- Problem description
Each line below from the one containing "Target: window with grille" through the one containing "Target: street light pole" is to be given again exactly, and no line outside that span.

- Supplied records
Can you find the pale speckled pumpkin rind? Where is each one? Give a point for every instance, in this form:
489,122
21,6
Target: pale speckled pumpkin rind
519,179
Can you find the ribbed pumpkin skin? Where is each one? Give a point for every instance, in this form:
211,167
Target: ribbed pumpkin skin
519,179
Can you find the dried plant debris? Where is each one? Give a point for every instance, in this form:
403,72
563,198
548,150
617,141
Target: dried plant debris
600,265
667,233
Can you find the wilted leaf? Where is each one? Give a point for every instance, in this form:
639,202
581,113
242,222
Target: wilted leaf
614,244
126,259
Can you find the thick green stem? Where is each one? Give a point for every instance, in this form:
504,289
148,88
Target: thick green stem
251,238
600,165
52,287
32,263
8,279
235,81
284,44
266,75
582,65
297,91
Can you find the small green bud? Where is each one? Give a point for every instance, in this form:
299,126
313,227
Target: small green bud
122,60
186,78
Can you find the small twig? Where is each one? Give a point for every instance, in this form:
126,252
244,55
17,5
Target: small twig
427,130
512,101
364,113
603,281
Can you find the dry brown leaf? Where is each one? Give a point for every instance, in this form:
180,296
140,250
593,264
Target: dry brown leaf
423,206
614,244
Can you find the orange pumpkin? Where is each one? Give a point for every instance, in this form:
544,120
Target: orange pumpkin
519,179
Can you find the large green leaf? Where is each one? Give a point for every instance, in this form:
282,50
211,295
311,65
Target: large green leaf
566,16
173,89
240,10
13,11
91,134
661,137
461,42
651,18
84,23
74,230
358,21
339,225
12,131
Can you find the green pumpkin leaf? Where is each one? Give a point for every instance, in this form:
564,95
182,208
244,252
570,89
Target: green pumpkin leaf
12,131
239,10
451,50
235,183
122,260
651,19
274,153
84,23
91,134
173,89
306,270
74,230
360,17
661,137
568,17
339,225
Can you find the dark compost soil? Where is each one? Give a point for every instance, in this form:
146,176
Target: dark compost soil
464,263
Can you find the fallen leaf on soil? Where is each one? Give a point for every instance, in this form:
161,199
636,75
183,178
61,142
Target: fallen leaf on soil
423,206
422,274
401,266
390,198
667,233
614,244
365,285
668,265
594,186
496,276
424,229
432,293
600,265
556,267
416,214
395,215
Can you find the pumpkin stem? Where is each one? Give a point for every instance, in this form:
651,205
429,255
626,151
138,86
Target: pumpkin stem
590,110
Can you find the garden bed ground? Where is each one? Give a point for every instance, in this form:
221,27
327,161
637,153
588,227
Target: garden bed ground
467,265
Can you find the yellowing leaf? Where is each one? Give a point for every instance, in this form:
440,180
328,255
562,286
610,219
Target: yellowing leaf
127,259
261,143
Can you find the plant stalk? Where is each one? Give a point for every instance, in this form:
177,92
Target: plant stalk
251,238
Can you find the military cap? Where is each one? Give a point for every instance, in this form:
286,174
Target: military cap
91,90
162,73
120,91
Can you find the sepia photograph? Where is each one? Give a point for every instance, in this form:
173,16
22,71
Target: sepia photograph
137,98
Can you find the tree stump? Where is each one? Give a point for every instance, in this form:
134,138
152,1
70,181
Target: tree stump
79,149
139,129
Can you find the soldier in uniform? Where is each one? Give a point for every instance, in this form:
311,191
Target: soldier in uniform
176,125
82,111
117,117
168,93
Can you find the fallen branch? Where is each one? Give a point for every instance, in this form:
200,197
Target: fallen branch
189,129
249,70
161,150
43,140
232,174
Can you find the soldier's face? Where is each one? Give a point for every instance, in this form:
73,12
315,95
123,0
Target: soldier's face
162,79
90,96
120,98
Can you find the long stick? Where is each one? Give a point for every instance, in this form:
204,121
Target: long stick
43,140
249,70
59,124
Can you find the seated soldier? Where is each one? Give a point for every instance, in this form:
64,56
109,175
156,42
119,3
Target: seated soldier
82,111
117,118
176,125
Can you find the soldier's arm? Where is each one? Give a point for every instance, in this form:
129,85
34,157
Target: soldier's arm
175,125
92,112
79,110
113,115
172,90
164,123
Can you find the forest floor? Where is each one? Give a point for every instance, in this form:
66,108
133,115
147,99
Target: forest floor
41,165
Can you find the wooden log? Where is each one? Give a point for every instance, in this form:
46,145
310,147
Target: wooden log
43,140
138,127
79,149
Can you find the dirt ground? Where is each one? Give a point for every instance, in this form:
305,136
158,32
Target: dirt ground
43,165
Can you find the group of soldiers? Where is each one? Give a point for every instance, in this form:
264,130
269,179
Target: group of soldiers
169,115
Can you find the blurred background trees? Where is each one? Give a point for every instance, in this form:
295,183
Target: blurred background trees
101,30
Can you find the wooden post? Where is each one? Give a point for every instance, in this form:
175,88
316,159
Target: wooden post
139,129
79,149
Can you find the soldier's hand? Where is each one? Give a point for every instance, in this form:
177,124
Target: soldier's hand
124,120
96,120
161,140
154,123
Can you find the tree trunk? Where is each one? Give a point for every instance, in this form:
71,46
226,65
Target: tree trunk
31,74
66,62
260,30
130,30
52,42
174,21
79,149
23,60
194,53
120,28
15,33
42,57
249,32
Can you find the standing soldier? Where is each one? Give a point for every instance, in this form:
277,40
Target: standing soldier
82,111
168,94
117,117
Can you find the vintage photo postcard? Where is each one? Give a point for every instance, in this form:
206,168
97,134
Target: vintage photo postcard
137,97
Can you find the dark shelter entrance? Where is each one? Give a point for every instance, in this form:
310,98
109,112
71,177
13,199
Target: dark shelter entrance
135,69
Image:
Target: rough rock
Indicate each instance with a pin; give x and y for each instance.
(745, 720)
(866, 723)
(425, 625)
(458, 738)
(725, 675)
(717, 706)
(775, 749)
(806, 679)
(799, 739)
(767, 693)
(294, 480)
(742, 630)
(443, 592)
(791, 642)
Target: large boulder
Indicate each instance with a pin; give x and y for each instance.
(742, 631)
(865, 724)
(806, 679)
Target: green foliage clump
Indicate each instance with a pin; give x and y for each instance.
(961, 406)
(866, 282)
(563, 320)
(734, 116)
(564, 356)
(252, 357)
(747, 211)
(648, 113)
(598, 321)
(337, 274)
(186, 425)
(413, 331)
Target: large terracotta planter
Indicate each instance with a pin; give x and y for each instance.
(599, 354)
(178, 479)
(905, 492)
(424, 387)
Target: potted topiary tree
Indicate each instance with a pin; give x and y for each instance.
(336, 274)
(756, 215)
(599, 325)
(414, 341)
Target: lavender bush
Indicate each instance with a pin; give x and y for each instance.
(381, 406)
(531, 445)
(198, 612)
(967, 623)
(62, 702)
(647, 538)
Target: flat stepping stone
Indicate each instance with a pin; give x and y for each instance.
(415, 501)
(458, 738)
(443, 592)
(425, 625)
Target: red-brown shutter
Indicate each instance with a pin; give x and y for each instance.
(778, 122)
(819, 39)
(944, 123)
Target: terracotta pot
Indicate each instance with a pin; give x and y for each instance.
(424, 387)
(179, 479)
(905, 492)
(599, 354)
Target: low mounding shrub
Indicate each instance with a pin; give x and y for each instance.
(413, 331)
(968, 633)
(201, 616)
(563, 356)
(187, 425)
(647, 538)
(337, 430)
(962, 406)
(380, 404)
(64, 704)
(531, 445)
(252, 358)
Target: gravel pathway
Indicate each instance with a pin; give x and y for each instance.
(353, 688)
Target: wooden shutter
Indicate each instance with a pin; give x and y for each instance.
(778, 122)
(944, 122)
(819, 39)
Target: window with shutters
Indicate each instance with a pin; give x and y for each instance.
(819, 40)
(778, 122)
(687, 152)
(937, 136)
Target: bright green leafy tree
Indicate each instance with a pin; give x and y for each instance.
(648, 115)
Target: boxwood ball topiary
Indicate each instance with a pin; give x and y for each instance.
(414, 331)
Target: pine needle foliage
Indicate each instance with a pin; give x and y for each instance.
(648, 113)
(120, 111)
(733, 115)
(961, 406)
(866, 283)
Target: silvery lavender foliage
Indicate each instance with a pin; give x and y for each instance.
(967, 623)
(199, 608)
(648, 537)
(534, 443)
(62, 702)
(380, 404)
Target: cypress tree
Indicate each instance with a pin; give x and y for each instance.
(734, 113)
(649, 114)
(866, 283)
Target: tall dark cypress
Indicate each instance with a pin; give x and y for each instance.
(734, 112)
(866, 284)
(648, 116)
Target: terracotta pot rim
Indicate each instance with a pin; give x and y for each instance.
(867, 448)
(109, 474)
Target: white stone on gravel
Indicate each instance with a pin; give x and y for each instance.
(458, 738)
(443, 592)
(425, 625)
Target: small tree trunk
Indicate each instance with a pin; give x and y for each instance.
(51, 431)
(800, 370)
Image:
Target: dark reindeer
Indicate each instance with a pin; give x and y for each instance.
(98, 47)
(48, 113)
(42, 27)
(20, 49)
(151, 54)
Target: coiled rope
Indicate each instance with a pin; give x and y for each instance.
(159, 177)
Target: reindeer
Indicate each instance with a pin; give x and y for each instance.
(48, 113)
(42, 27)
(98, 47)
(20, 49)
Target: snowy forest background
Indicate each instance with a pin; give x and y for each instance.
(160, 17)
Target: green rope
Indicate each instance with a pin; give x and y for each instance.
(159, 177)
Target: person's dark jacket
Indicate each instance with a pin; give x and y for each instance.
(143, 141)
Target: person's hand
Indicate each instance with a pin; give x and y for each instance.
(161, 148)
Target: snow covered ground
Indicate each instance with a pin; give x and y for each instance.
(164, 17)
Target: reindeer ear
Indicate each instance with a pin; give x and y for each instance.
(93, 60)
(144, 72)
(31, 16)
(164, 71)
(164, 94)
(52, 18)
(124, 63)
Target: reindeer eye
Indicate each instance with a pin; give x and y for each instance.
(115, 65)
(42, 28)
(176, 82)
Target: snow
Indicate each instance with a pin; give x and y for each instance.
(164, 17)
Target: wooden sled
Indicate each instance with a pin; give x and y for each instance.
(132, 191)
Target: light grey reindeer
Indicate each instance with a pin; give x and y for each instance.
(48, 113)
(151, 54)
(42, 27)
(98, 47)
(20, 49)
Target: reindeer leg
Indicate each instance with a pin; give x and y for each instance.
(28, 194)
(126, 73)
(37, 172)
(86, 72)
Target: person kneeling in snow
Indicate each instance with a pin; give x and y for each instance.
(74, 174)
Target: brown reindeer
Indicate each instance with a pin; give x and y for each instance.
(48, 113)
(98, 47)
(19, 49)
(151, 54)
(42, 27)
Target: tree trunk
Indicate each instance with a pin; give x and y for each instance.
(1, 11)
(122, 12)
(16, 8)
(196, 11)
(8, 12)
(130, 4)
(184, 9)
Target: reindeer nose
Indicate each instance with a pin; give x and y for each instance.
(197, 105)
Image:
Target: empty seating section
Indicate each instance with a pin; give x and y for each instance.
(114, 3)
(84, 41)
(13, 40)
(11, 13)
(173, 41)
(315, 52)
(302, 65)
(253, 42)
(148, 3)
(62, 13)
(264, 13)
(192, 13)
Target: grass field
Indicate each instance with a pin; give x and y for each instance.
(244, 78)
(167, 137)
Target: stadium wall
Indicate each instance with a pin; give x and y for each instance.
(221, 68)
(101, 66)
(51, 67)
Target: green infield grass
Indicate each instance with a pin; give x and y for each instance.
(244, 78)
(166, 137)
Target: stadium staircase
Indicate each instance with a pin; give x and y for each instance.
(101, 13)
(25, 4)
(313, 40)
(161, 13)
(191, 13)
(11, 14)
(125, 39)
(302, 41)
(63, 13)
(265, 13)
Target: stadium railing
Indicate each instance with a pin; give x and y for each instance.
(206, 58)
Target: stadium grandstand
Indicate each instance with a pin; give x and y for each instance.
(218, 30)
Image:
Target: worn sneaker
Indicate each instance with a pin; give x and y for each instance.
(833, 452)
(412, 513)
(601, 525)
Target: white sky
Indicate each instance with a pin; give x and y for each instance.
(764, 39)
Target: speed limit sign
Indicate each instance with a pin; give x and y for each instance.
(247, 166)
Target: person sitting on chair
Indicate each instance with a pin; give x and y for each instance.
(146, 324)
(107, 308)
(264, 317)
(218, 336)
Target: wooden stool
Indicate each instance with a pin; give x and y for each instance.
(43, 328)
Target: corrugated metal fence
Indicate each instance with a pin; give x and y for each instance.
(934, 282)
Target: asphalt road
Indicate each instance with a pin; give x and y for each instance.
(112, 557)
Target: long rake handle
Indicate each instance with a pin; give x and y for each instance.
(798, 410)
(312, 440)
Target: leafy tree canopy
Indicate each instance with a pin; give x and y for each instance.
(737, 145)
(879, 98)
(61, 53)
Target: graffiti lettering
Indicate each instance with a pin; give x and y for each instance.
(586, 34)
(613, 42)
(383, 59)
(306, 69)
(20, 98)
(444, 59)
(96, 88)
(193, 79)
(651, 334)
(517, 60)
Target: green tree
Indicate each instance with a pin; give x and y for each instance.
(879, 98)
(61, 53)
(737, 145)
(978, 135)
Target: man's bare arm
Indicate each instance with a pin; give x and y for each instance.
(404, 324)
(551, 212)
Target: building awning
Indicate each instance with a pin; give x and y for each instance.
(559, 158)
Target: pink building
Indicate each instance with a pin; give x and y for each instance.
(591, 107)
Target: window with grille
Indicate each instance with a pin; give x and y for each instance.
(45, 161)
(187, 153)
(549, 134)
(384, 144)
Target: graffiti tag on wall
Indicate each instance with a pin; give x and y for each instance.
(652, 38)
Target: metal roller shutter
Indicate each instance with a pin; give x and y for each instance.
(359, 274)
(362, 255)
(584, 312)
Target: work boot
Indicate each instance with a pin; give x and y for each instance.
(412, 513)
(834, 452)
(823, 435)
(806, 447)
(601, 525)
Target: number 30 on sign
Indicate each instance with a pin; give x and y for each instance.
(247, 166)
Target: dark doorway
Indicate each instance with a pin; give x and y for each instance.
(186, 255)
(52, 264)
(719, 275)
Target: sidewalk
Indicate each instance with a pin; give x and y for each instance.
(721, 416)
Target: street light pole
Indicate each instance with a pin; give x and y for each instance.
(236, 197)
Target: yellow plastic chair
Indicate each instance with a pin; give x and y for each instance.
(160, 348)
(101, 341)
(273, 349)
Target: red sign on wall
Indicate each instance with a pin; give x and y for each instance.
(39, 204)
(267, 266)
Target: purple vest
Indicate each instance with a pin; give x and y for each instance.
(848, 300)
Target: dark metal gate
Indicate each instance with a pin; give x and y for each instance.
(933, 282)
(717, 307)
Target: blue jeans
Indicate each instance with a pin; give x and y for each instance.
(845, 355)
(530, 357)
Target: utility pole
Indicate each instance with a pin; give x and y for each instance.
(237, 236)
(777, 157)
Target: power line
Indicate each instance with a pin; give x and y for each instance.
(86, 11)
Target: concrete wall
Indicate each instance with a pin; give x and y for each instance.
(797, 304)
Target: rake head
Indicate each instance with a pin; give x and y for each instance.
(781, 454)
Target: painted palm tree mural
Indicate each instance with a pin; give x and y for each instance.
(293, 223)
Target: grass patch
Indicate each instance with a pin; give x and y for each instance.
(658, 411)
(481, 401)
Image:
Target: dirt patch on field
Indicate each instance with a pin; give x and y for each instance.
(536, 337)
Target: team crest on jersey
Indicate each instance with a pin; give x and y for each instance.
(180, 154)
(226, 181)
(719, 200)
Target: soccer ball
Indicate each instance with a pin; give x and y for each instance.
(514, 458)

- Your solution
Target: window with grille
Indicate each instance with a pin; give x and y for each instance.
(45, 161)
(187, 153)
(549, 134)
(384, 144)
Target: graffiti tag on wall
Indicate each instance with a pin; give x and y for each instance.
(652, 38)
Target: metal roller shutter
Indicate each instance with a pin; give x and y for each instance.
(359, 274)
(362, 255)
(584, 312)
Target: work boot
Indicate each instance with a pin; give x and y for each instance.
(412, 513)
(834, 452)
(823, 435)
(806, 447)
(601, 525)
Target: number 30 on sign
Indicate each instance with a pin; give x and y for each instance.
(247, 166)
Target: dark doorway
Indicate each instance with a pin; give x and y for each instance.
(186, 255)
(52, 264)
(719, 275)
Target: sidewalk
Indicate each instance with a pin; give x and y for each instance.
(721, 416)
Target: street light pole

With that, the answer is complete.